### What is expected
Rewrite the data from the line containing "the headboard, find" through the end of the data, inclusive, changing "curtain" to "drape" and leaving everything else the same.

### Record extracts
● ● ●
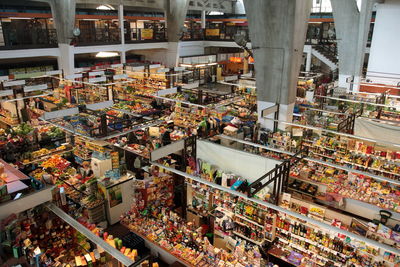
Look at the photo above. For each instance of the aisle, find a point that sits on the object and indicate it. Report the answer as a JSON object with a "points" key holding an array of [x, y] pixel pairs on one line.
{"points": [[118, 230]]}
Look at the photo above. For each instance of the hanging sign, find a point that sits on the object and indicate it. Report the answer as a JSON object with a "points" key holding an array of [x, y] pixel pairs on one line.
{"points": [[117, 65], [73, 76], [138, 68], [163, 70], [98, 79], [235, 59], [115, 159], [179, 68], [53, 72], [212, 32], [14, 83], [147, 34], [96, 73], [35, 87], [120, 76], [154, 66], [6, 92]]}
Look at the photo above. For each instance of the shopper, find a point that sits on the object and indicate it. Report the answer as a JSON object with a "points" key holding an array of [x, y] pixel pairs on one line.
{"points": [[86, 171]]}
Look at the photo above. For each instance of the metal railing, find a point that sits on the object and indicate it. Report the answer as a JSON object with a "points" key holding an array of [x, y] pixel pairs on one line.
{"points": [[32, 38], [99, 36]]}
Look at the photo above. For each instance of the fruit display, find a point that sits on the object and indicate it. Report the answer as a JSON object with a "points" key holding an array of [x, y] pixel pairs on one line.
{"points": [[48, 131], [56, 162], [22, 129], [137, 107]]}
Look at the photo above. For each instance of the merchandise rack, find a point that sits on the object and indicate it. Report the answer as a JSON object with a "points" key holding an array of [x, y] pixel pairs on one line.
{"points": [[110, 126], [282, 210]]}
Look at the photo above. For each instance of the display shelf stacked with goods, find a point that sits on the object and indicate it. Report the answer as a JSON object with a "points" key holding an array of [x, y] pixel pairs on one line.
{"points": [[326, 247], [184, 240], [95, 123]]}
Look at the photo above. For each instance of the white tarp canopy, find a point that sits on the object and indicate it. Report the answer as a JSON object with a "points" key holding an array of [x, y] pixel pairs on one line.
{"points": [[376, 130]]}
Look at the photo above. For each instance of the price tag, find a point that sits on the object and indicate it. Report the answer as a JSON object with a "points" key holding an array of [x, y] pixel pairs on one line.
{"points": [[14, 83]]}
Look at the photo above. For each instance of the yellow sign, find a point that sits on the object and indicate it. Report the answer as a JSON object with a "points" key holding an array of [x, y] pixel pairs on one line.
{"points": [[212, 32], [147, 34]]}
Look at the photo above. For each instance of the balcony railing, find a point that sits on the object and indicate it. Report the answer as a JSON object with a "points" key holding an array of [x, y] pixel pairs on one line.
{"points": [[33, 38], [145, 35], [98, 36]]}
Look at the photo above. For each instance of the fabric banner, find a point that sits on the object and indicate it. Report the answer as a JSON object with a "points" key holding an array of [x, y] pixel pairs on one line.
{"points": [[375, 130]]}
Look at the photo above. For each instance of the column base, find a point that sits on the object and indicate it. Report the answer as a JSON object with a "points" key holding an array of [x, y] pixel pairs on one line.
{"points": [[172, 55], [285, 114], [66, 59]]}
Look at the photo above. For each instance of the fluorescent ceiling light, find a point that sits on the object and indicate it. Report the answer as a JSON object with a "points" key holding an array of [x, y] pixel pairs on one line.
{"points": [[105, 7], [213, 13], [107, 54]]}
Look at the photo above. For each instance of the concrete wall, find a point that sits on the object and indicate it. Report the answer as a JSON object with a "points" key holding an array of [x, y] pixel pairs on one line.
{"points": [[384, 58]]}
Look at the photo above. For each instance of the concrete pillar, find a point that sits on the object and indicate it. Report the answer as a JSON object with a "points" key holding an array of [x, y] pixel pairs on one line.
{"points": [[66, 60], [352, 27], [277, 32], [175, 16], [308, 61], [64, 19], [203, 19], [122, 32], [245, 62]]}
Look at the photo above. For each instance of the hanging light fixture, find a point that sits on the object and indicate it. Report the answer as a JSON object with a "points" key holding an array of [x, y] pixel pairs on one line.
{"points": [[105, 7], [106, 54]]}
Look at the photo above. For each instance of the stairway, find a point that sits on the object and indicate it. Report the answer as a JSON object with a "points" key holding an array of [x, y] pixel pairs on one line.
{"points": [[327, 56]]}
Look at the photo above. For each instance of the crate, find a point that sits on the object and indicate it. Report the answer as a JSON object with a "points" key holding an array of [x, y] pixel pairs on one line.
{"points": [[96, 214]]}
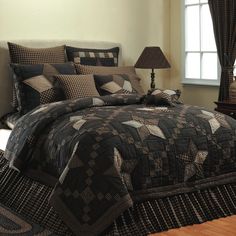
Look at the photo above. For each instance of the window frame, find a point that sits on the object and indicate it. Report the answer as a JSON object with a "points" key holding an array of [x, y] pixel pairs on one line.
{"points": [[192, 81]]}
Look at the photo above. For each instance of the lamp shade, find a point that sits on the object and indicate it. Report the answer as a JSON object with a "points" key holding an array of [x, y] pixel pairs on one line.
{"points": [[152, 58]]}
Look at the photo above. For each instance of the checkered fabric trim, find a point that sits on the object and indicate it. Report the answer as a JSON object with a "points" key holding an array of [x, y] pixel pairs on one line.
{"points": [[77, 86], [104, 70], [96, 57], [25, 55], [29, 198], [112, 84]]}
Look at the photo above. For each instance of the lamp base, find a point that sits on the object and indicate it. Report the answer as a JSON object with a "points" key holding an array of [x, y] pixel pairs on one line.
{"points": [[150, 91]]}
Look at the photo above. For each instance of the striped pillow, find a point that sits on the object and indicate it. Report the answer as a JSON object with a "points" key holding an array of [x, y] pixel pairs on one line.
{"points": [[113, 84], [77, 86], [106, 70], [25, 55], [95, 57], [35, 85]]}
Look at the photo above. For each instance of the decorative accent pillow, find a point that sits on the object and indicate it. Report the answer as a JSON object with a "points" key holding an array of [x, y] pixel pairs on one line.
{"points": [[25, 55], [95, 57], [163, 97], [10, 119], [103, 70], [35, 84], [111, 84], [77, 86]]}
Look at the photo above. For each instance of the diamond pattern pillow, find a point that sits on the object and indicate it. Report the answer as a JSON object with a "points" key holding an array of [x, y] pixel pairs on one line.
{"points": [[95, 57], [106, 70], [35, 84], [164, 97], [112, 84], [25, 55], [77, 86]]}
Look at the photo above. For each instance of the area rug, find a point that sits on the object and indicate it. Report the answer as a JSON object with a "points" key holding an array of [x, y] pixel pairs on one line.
{"points": [[13, 224]]}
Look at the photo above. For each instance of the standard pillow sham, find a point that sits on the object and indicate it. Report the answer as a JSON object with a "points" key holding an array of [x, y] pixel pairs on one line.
{"points": [[94, 57], [77, 86], [103, 70], [113, 84], [35, 84], [26, 55]]}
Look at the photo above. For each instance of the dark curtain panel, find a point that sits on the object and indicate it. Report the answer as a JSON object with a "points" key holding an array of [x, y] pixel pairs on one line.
{"points": [[223, 14]]}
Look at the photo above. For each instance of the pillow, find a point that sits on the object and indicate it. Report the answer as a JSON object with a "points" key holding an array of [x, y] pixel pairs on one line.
{"points": [[100, 57], [25, 55], [103, 70], [163, 97], [77, 86], [112, 84], [10, 119], [35, 85]]}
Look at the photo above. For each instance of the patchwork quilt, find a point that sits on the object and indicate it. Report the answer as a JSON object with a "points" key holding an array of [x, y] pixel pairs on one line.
{"points": [[104, 153]]}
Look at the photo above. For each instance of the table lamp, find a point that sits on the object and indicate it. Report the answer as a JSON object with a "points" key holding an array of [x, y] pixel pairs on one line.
{"points": [[152, 58]]}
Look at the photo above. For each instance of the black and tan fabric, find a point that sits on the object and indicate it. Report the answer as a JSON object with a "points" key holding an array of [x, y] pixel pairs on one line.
{"points": [[223, 14], [164, 97], [104, 70], [111, 84], [142, 219], [114, 151], [77, 86], [35, 85], [10, 119], [26, 55], [94, 57]]}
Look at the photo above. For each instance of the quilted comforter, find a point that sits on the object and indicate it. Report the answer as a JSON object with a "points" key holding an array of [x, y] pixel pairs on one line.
{"points": [[104, 153]]}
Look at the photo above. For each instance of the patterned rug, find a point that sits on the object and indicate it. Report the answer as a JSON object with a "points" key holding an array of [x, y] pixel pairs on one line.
{"points": [[13, 224]]}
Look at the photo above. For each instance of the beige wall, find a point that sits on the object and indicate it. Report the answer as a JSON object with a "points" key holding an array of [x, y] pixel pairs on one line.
{"points": [[196, 95], [133, 23]]}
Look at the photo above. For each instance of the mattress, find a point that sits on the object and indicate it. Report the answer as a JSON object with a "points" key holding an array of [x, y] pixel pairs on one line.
{"points": [[4, 136]]}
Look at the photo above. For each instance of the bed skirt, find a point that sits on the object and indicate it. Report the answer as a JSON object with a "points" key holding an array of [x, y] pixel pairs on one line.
{"points": [[30, 199]]}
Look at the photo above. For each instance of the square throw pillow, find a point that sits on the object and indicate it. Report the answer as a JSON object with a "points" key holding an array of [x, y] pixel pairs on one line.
{"points": [[113, 84], [94, 57], [25, 55], [35, 84], [164, 97], [77, 86], [106, 70], [10, 119]]}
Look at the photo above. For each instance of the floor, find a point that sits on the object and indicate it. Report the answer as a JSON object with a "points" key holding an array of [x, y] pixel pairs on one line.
{"points": [[221, 227]]}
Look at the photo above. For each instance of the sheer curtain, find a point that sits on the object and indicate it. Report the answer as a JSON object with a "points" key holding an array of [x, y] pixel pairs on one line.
{"points": [[223, 14]]}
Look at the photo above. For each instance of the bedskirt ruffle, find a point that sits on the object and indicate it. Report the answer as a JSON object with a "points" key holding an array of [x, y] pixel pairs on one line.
{"points": [[30, 199]]}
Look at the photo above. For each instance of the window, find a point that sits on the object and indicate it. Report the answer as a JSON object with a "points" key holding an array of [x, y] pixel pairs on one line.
{"points": [[200, 54]]}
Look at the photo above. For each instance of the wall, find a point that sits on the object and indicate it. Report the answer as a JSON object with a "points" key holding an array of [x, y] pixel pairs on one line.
{"points": [[196, 95], [133, 23]]}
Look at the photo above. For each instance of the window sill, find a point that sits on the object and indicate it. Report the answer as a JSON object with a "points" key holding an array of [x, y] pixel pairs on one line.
{"points": [[200, 83]]}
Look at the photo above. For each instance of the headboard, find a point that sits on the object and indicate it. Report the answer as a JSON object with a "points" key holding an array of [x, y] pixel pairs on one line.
{"points": [[5, 75]]}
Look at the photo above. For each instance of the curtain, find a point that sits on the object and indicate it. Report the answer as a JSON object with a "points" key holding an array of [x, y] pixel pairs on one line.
● ● ●
### Exercise result
Look at the photo above. For each instance of the headboard, find a point that sits on the object and indicate it. Report the answer as a JSON object with a "points" key holding an array of [x, y] pixel pairs on one line.
{"points": [[5, 75]]}
Look at the photo above. For each instance of the drape, find a point that sits on the object and indicate it. Report the answer as a JSON object with a "points" key holding an array of [x, y] pixel pairs on one line.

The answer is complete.